**DATA SECTION:**
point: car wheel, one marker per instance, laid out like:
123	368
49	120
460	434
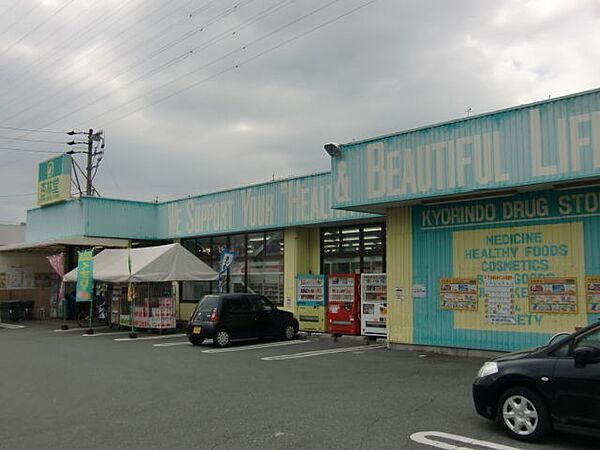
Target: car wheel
222	338
289	331
524	415
195	340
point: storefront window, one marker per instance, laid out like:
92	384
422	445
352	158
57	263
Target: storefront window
237	271
353	249
257	268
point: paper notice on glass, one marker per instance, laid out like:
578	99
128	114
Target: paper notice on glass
592	294
419	291
499	298
399	293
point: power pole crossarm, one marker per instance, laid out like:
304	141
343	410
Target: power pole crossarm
88	168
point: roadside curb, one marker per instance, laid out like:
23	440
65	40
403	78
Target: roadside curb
365	340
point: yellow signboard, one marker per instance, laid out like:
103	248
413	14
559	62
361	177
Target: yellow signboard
592	288
54	180
523	253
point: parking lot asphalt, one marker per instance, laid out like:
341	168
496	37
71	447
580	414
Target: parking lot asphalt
68	391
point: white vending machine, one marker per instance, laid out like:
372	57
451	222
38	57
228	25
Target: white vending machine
374	304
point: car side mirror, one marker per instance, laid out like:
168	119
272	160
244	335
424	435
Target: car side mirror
585	355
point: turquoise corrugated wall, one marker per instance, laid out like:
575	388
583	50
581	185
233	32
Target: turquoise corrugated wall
443	247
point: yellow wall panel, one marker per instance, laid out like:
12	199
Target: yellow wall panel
399	275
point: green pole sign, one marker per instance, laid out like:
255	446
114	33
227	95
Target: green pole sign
54	180
85	276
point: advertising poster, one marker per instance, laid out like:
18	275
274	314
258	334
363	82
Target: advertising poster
15	278
525	252
553	295
458	294
592	294
498	292
419	291
85	277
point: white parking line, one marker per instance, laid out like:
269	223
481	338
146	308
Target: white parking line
77	329
106	334
422	437
253	347
172	344
11	326
148	338
322	352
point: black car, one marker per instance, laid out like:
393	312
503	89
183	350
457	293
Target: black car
555	386
224	317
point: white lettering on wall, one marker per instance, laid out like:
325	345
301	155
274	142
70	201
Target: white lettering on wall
257	209
476	159
580	134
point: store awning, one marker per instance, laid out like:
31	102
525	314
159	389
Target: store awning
59	244
170	262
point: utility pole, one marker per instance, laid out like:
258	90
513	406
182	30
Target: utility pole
94	153
88	167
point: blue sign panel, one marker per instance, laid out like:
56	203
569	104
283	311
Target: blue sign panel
550	141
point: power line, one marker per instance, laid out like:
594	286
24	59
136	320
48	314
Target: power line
231	32
32	130
28	150
18	195
116	57
30	140
199	69
46	68
236	66
29	11
34	29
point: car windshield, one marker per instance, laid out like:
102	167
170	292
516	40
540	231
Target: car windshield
208	303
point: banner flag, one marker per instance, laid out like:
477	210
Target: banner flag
85	276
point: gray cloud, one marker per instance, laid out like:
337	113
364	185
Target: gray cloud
388	67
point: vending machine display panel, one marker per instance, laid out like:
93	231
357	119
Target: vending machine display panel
374	304
311	302
343	303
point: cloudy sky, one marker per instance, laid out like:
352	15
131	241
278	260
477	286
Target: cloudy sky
196	95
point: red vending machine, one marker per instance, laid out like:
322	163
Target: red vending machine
343	308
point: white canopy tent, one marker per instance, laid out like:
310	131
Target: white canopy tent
170	262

**INSTRUCTIONS TO FOLLOW:** Exclude the pictures and transcribe all of the entries exactly.

**TASK RESULT:**
point: car wheel, one marker per instance, laid out like:
123	368
49	120
460	434
Target: car wheel
222	338
289	331
524	415
195	340
point: storefront window, one marker per instance, laid out like:
92	384
422	445
352	158
57	263
Target: storefront window
237	271
353	249
257	268
point: paper notice on glass, one marker per instance, laid out like:
578	99
128	114
Target: paper notice on glass
592	294
419	291
499	298
399	293
point: power pole crossarm, one marker per instance, laid out like:
304	141
343	410
Target: power pole crossarm
88	168
point: roadside curb, one marker per instance, laid out like:
23	440
65	40
403	78
Target: roadside curb
365	340
point: yellow signboard, one marker per instance, laid out like:
103	248
413	14
559	62
361	177
Target: yellow signboard
592	288
54	180
523	253
point: parking lot asphalt, one marker per instance, laid out like:
341	168
496	37
71	447
580	414
Target: parking lot asphalt
68	391
point: white vending machine, one marker per instance, laid out like:
372	57
451	222
38	57
228	25
Target: white vending machine
374	304
point: car side mirror, one marker per instance, laid out like:
168	119
272	160
244	335
424	435
Target: car side mirror
585	355
point: turquoise corrugated wall, one marker per instance, laid out like:
575	388
583	50
581	185
233	32
Target: turquoise corrugated wall
443	247
point: yellow wall panel, one marker per instance, laid out like:
12	199
Target: yellow wall panel
399	275
point: green pole sign, one marker per instance, laid out like:
255	446
114	33
227	95
Target: green pole sign
54	180
85	276
point: advertising poster, one marker per instance, laid out like:
18	275
274	314
258	334
363	82
Target: advertising poster
15	278
525	252
553	295
458	294
592	294
498	292
419	291
85	277
point: white parking line, one marker per instance, laid out like:
269	223
481	338
146	308
Target: white parking line
77	329
106	334
422	437
253	347
172	344
11	326
148	338
322	352
point: black car, one marker per instance, laid out like:
393	312
503	89
183	350
457	293
Target: black car
555	386
224	317
point: white lettering on wall, one marker per instance, laid out like:
325	345
301	155
274	142
70	201
Target: white lettering on wall
257	209
476	159
580	134
point: store awning, one marker per instance, laid out like:
31	102
525	314
159	389
Target: store awning
59	244
170	262
point: utility pole, one marker per instance, laid out like:
258	90
513	406
182	30
Target: utility pole
94	153
88	167
point: blue sign panel, one marker per instance, laid out like:
56	203
569	104
283	311
Target: blue sign panel
550	141
point: power line, one marker per instance, laid out like:
594	286
24	59
136	320
48	314
Target: power line
231	32
32	130
28	150
18	195
116	57
30	140
199	69
46	68
236	66
29	11
34	29
point: car windshield, one marker per instance, laid out like:
102	167
170	292
516	40
540	231
Target: car windshield
208	303
point: banner flag, one marker per instance, laid out like:
477	210
Target: banner flag
85	276
point: gray cloud, one marker per instance, laid out like:
337	113
364	185
Target: gray cloud
388	67
point: vending machine display panel, one marker per instance, laid out like:
93	231
357	119
Target: vending machine display panel
374	304
311	302
343	303
point: cloudy sky, one marker per instance, laid out like:
352	15
131	241
278	260
477	286
Target: cloudy sky
196	95
point: red vending machine, one marker per instance, laid out like:
322	163
Target: red vending machine
343	308
point: white canopy tent, one marker per instance, laid out like:
310	131
Target: white canopy tent
170	262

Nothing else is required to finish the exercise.